→ Aufgabe:
Tippen Sie bitte alle Zeilen des folgenden Materials genau ab. Lassen Sie die Bilder dabei weg.

→ Angezeigte Informationen:
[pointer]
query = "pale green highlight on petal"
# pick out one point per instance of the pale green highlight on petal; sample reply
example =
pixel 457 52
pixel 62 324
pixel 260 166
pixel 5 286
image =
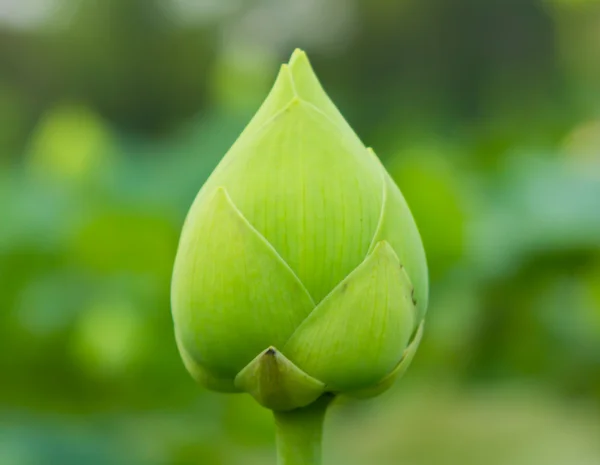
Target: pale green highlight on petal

→ Lösung:
[pointer]
query = "pale green highlight on petal"
# pick out one point per instance of the pale green highlight on petal; sample reply
example =
pixel 457 52
pixel 62 324
pixel 260 166
pixel 5 286
image =
Target: pale green highlight on petal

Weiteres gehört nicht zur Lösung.